# PROVIDED DATA:

##########

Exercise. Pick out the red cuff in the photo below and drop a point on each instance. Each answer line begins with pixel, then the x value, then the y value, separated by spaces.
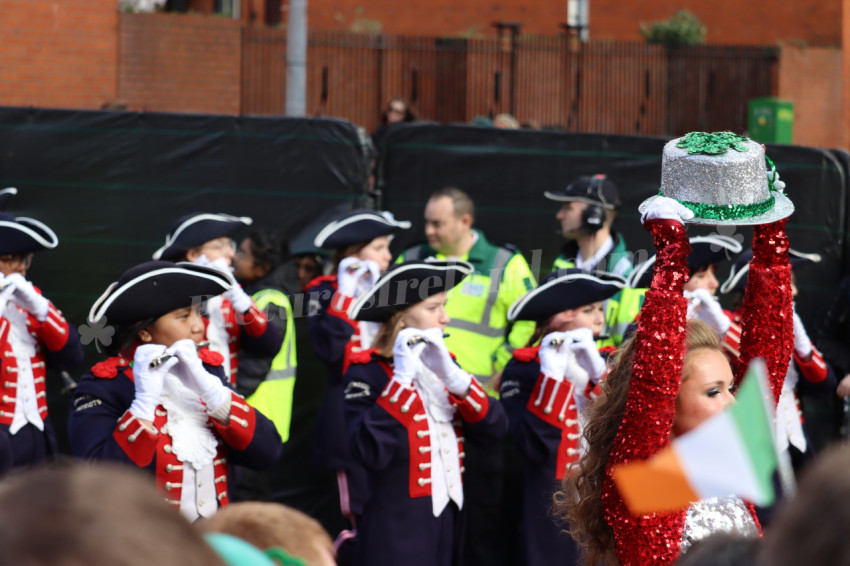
pixel 253 321
pixel 339 307
pixel 556 406
pixel 53 331
pixel 475 405
pixel 239 430
pixel 135 439
pixel 402 402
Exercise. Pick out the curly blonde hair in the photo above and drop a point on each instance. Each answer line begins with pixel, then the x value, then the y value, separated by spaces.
pixel 579 503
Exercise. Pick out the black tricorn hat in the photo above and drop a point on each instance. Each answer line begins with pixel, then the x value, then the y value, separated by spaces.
pixel 565 289
pixel 358 226
pixel 406 284
pixel 596 189
pixel 152 289
pixel 21 235
pixel 705 251
pixel 196 229
pixel 7 195
pixel 737 279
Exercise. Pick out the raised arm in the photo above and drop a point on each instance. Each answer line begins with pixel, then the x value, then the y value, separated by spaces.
pixel 767 319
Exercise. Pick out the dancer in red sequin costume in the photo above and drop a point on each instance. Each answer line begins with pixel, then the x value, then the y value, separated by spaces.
pixel 651 396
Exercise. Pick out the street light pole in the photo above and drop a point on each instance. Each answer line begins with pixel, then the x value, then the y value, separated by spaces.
pixel 296 59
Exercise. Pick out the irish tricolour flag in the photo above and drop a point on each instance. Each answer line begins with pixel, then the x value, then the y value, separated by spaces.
pixel 732 453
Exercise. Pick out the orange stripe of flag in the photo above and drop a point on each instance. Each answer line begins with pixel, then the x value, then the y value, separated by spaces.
pixel 656 485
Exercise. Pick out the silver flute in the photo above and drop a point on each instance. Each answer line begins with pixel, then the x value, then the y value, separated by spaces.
pixel 414 340
pixel 159 360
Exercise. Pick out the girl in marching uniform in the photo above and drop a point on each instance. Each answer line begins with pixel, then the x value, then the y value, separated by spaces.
pixel 806 362
pixel 410 409
pixel 707 252
pixel 161 403
pixel 542 390
pixel 232 320
pixel 361 243
pixel 673 375
pixel 34 336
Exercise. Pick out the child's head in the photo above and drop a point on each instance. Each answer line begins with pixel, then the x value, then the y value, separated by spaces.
pixel 267 525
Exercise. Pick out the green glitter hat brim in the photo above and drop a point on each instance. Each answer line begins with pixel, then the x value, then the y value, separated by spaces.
pixel 782 208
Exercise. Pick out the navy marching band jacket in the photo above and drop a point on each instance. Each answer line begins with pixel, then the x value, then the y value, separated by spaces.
pixel 390 437
pixel 101 427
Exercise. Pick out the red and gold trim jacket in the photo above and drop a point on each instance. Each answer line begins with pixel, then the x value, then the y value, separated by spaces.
pixel 542 413
pixel 58 344
pixel 250 330
pixel 101 427
pixel 389 427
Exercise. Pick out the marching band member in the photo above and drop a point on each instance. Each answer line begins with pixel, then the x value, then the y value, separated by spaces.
pixel 34 336
pixel 545 386
pixel 232 321
pixel 162 404
pixel 360 240
pixel 673 375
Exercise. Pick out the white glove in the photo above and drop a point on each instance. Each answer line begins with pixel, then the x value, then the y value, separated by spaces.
pixel 240 300
pixel 148 381
pixel 709 311
pixel 7 292
pixel 586 353
pixel 406 356
pixel 667 208
pixel 802 344
pixel 221 264
pixel 26 297
pixel 193 375
pixel 555 354
pixel 438 359
pixel 356 276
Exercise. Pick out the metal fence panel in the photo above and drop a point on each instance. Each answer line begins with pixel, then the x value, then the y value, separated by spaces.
pixel 604 87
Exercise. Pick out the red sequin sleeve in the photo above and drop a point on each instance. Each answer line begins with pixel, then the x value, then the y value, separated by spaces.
pixel 651 406
pixel 767 319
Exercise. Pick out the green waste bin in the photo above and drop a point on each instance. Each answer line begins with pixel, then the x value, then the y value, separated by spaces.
pixel 771 120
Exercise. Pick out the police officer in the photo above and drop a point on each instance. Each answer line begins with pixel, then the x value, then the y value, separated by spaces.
pixel 478 308
pixel 589 205
pixel 479 337
pixel 268 381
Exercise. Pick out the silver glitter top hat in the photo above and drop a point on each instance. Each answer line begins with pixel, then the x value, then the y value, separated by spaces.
pixel 723 179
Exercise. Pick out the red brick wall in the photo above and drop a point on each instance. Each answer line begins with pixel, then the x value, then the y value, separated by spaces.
pixel 58 54
pixel 180 63
pixel 435 17
pixel 811 78
pixel 801 22
pixel 845 84
pixel 810 22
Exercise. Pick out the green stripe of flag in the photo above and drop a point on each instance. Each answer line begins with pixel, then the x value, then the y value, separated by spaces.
pixel 752 418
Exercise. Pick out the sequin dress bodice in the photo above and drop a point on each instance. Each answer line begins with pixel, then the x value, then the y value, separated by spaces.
pixel 714 515
pixel 657 538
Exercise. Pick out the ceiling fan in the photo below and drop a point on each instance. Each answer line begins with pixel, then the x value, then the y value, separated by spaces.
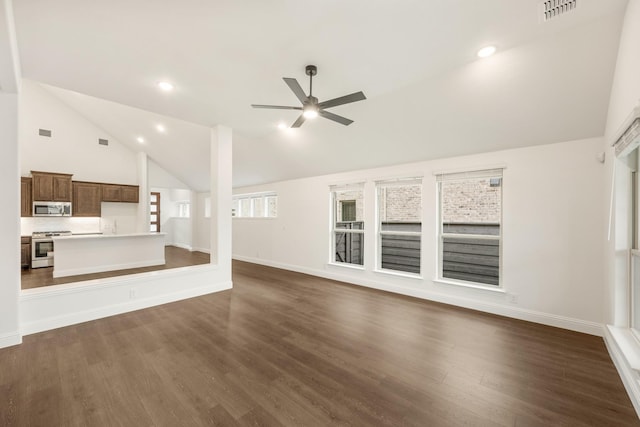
pixel 310 106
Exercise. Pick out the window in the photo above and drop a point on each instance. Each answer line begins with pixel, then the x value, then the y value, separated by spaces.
pixel 469 229
pixel 184 209
pixel 259 205
pixel 348 224
pixel 399 206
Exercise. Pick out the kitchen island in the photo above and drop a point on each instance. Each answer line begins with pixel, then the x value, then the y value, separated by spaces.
pixel 95 253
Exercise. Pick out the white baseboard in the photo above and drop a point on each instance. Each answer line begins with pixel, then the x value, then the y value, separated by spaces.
pixel 102 268
pixel 205 250
pixel 48 323
pixel 616 341
pixel 11 339
pixel 180 245
pixel 578 325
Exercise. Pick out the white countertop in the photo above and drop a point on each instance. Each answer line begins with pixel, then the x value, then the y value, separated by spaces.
pixel 106 236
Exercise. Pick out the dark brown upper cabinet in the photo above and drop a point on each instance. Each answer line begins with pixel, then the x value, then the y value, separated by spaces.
pixel 26 201
pixel 87 197
pixel 51 187
pixel 120 193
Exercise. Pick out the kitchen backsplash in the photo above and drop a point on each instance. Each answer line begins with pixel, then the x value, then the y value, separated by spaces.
pixel 75 225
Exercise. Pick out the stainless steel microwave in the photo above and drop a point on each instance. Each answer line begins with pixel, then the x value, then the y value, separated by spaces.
pixel 51 208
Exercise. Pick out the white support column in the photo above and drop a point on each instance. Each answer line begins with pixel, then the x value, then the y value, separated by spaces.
pixel 221 178
pixel 143 220
pixel 9 180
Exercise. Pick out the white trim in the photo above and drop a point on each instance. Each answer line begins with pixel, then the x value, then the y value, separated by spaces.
pixel 181 246
pixel 347 186
pixel 107 267
pixel 95 284
pixel 258 194
pixel 205 250
pixel 469 169
pixel 11 339
pixel 399 273
pixel 572 324
pixel 618 345
pixel 472 285
pixel 346 265
pixel 42 308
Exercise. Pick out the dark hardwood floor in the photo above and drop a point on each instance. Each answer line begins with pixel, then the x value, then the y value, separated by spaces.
pixel 174 257
pixel 283 348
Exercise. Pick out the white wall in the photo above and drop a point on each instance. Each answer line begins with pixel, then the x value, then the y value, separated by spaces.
pixel 9 179
pixel 202 224
pixel 625 95
pixel 9 221
pixel 73 147
pixel 159 177
pixel 552 224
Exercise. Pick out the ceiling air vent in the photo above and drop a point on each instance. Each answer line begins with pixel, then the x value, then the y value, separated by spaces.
pixel 554 8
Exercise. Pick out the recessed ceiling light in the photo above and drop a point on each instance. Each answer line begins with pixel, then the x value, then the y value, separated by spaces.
pixel 486 51
pixel 165 86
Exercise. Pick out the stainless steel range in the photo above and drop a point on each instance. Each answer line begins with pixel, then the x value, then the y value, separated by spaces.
pixel 42 247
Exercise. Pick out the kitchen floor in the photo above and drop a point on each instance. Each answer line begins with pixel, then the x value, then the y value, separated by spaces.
pixel 174 257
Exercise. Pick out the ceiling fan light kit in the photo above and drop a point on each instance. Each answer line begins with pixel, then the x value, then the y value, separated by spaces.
pixel 311 108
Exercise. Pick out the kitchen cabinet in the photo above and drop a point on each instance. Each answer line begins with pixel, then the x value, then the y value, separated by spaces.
pixel 25 251
pixel 130 193
pixel 120 193
pixel 87 197
pixel 26 201
pixel 51 187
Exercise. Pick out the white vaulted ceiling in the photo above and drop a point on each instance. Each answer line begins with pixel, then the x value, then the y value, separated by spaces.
pixel 428 94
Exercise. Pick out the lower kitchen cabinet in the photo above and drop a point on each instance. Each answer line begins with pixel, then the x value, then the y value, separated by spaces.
pixel 25 251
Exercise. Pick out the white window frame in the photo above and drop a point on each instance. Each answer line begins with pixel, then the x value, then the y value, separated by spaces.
pixel 463 176
pixel 398 182
pixel 252 198
pixel 184 209
pixel 334 219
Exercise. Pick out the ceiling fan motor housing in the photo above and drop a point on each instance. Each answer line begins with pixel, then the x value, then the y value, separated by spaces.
pixel 311 70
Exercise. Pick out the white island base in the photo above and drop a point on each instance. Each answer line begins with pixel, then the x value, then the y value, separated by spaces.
pixel 95 253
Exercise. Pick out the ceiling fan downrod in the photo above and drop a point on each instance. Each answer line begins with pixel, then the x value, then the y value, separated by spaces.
pixel 311 70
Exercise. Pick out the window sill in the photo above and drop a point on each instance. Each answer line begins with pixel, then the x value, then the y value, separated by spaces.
pixel 398 273
pixel 470 285
pixel 346 265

##########

# AIM OF THE EXERCISE:
Turn the items above, from the first line through the line containing "pixel 651 396", into a Markdown table with the columns Row and Line, one numbered row per line. Skip blank lines and leave out the pictures.

# CORRECT RESPONSE:
| Row | Line |
|---|---|
| 1 | Exercise. Pick out the red cuff in the photo below and drop a point on each instance. Each answer line begins with pixel, then the x value, then the y value, separated by spaces. |
| 2 | pixel 253 321 |
| 3 | pixel 339 307 |
| 4 | pixel 556 406 |
| 5 | pixel 53 331 |
| 6 | pixel 475 405 |
| 7 | pixel 239 430 |
| 8 | pixel 135 439 |
| 9 | pixel 402 402 |
| 10 | Exercise. Pick out the curly blonde hair in the photo above and drop a point on each instance. Each answer line begins with pixel, then the x value, then the y value, separated by spaces. |
| 11 | pixel 579 503 |
| 12 | Exercise. Pick out the black tricorn hat in the photo above and drop a point on each instance. Each answer line begins with pixel, then the x value, then the y value, separated by spaces. |
| 13 | pixel 565 289 |
| 14 | pixel 358 226 |
| 15 | pixel 406 284 |
| 16 | pixel 596 189 |
| 17 | pixel 152 289 |
| 18 | pixel 21 235 |
| 19 | pixel 705 251 |
| 20 | pixel 196 229 |
| 21 | pixel 7 195 |
| 22 | pixel 737 279 |
| 23 | Exercise. Pick out the raised arm in the photo above and drop a point on each instance. Each answer line begins with pixel, then the x value, then the y value, separated by spaces. |
| 24 | pixel 767 319 |
| 25 | Exercise. Pick out the dancer in red sequin costume in the photo above and drop a point on each instance. Each answer line begins with pixel, then the x value, then the y value, separated by spaces. |
| 26 | pixel 651 396 |